[[ Material for this exercise, beginning ]]

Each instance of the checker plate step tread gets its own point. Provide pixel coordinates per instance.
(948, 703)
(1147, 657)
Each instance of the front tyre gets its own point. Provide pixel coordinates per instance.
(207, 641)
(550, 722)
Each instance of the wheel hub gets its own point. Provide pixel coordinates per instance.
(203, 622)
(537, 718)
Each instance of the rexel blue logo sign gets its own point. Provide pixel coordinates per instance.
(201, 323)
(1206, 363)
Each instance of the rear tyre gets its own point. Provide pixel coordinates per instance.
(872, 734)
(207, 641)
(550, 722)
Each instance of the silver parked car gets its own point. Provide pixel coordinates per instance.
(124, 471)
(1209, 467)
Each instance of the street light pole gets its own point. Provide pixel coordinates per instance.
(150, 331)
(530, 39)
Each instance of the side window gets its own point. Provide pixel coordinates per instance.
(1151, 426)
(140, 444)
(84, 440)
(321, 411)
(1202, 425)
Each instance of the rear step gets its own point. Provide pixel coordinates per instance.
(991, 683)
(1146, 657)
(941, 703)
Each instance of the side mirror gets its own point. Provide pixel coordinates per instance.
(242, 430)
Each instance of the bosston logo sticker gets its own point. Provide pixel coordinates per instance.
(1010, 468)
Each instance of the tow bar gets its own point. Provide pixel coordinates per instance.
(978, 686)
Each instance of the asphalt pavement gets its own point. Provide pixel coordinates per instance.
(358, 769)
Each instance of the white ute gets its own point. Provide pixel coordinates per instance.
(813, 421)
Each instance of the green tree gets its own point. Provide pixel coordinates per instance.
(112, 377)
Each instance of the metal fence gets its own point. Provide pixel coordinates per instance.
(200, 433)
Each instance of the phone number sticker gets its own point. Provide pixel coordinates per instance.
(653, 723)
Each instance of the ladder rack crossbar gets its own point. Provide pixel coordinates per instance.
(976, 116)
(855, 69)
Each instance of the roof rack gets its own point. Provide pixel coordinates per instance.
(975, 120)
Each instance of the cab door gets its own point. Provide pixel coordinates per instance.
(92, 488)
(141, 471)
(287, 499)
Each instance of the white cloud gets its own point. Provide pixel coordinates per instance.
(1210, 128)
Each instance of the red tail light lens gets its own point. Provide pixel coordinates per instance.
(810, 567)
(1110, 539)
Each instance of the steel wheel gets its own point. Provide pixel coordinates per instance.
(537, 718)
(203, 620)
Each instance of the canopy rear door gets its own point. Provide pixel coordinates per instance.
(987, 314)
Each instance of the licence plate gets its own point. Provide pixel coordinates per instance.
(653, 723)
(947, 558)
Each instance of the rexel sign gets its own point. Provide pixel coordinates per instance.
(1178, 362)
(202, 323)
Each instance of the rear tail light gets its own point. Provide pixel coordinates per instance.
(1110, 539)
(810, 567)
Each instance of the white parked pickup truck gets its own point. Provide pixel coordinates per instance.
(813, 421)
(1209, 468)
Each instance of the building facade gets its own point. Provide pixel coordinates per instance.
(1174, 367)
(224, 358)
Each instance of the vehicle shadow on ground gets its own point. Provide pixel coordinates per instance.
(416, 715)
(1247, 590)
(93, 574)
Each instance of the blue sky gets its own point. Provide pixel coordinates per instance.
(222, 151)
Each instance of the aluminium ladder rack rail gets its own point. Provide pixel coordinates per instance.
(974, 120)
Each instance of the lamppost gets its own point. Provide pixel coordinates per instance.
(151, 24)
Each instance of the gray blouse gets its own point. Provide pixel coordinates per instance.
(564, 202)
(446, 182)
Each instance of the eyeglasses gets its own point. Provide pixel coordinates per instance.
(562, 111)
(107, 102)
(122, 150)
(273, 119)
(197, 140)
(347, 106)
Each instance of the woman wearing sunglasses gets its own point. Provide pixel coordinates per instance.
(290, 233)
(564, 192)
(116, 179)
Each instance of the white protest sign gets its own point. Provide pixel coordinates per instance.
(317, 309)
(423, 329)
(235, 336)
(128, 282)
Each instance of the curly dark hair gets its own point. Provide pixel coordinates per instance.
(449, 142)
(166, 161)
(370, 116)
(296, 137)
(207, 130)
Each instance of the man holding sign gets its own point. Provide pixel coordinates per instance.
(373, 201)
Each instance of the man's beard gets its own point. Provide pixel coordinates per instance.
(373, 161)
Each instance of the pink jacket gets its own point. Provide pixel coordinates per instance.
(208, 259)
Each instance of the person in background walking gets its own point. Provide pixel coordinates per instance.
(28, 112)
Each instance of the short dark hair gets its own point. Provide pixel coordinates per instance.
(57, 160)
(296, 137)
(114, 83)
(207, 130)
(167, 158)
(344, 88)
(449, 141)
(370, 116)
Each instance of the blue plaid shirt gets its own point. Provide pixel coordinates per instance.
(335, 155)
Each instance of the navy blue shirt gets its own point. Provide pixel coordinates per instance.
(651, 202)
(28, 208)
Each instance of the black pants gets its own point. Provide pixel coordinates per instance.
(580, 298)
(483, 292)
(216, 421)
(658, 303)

[[ Material for this exercise, end ]]

Please give all of the entries again, exactly as written.

Each instance of the checker plate step tread gets its own point. Provide pixel coordinates per instance.
(948, 703)
(1147, 657)
Each instance of the front tyre gets its own point. Provide pixel coordinates per instance.
(207, 641)
(550, 722)
Each instance of the wheel hub gets its own point. Provide pixel coordinates per instance.
(203, 622)
(537, 718)
Each instance of the rexel blue logo sign gets its own point. Provide pixel coordinates per instance.
(201, 323)
(1206, 363)
Each instance of the rear tyre gets its own point. Provide pixel coordinates per instance.
(872, 734)
(207, 641)
(550, 722)
Each instance of the silver parked car gets its own point. Provide pixel coordinates per instance.
(124, 471)
(1209, 467)
Each instance of the street light pole gets its own point. Provide pixel coordinates per instance.
(150, 331)
(530, 39)
Each instance of the side window gets its own point. Provide pixel coordinates per instance.
(1151, 426)
(140, 444)
(84, 440)
(321, 411)
(1202, 425)
Each instance of the rear step gets its own point. Provide pixel coordinates per instance.
(991, 683)
(1146, 657)
(941, 703)
Each instance of the side mirror gets its own point. Provide pixel coordinates per instance.
(242, 430)
Each instance of the bosston logo sticker gets its own point. Provide pixel coordinates per instance.
(1010, 468)
Each instance of the tow bar gets its own point. Provide pixel coordinates per instance.
(978, 686)
Each instance of the asphalt pavement gets its own point. Provide pixel coordinates per instance.
(358, 769)
Each instance of the white ute gets its own point. Provide pixel coordinates per instance.
(813, 421)
Each instance of the green tree gets its own point. Provide pixel coordinates per instance.
(112, 377)
Each instance of the metal fence gets its own point. Provide pixel coordinates per instance.
(200, 433)
Each instance of the phone number sticker gets its own point. Provide pixel coordinates per instance.
(653, 723)
Each instance of the ladder rack crossbar gets its own point. Provide pixel coordinates per instance.
(976, 116)
(855, 69)
Each instance of the roof rack gets its own point. Provide pixel coordinates per instance.
(975, 120)
Each instance of the cab door gets its own point. Provide pixel coordinates per instance.
(92, 488)
(141, 471)
(287, 499)
Each instance of the white cloud gets its own point. Provide pixel coordinates per instance.
(1210, 128)
Each instance of the red tail light lens gets its own point. Provide pixel coordinates per instance.
(810, 567)
(1110, 539)
Each instance of the steel wheel gets its own point. Provide pixel coordinates per instance.
(537, 718)
(203, 620)
Each instance of the canopy rear door gets its own point. Provide pixel coordinates per instance.
(987, 314)
Each instance of the licence plate gets its own point. Provide pixel coordinates per instance.
(653, 723)
(947, 558)
Each instance of the rexel sign gets its own point. Provide pixel coordinates per instance.
(1178, 362)
(202, 323)
Each instance of the rear tail light gets its own point. Provide pixel coordinates per instance.
(1110, 539)
(810, 567)
Each instance of the white parked pickup truck gets its own point. Provide pixel coordinates per instance.
(813, 421)
(1209, 468)
Each instance of the building facade gets its own point. Provide pixel coordinates per instance.
(1174, 367)
(224, 358)
Each instance of the vehicle shadow on ground gets its own point. Provide pixel coordinates per instance.
(416, 715)
(1247, 590)
(93, 574)
Each instance of the blue sky gets its own point. Provide pixel coordinates per instance.
(222, 151)
Each instance of the aluminium ladder rack rail gets its own point. Provide pixel coordinates per instance.
(974, 120)
Each instance of the lamppost gets its own point. Provide pixel coordinates per instance.
(151, 24)
Each instance of the gray blouse gets its own point. Provide pixel coordinates per instance.
(564, 202)
(446, 182)
Each instance of the eyeglasses gets its own point. Provide pixel coordinates per instance.
(562, 111)
(107, 102)
(122, 150)
(273, 119)
(197, 140)
(347, 106)
Each instance of the woman wearing sunglasses gets its own point. Provide pixel coordinates per instance.
(290, 233)
(564, 192)
(116, 179)
Each instance of the white protest sign gets its own point. Provide pixel coordinates per instance.
(317, 309)
(423, 329)
(235, 336)
(128, 282)
Each instance of the curly dark hair gets its own point. Provide pixel coordinates per instance.
(449, 142)
(166, 161)
(370, 116)
(296, 137)
(207, 130)
Each instance of the man holding sign gets its own point. Provide pixel coordinates per instance.
(373, 201)
Each instance of the man's beard gets its own point. Provide pixel coordinates per instance.
(373, 161)
Each instance of the pink jacket gets its own point. Provide pixel coordinates per instance.
(208, 259)
Each instance of the person in background walking gets its own point. Provide pixel coordinates per instance.
(28, 112)
Each instance of the short dark hair gets its own point. Provide pixel coordinates per instance.
(57, 160)
(296, 137)
(114, 83)
(207, 130)
(167, 158)
(344, 88)
(449, 141)
(370, 116)
Each instance of the blue plaid shirt gets its own point. Provide pixel coordinates per instance.
(335, 155)
Each instance of the navy blue shirt gets its own point. Provide pixel coordinates per instance.
(651, 202)
(28, 208)
Each instance of the black pants gets its own point. Provide pixel coordinates per instance.
(580, 298)
(483, 292)
(216, 421)
(658, 303)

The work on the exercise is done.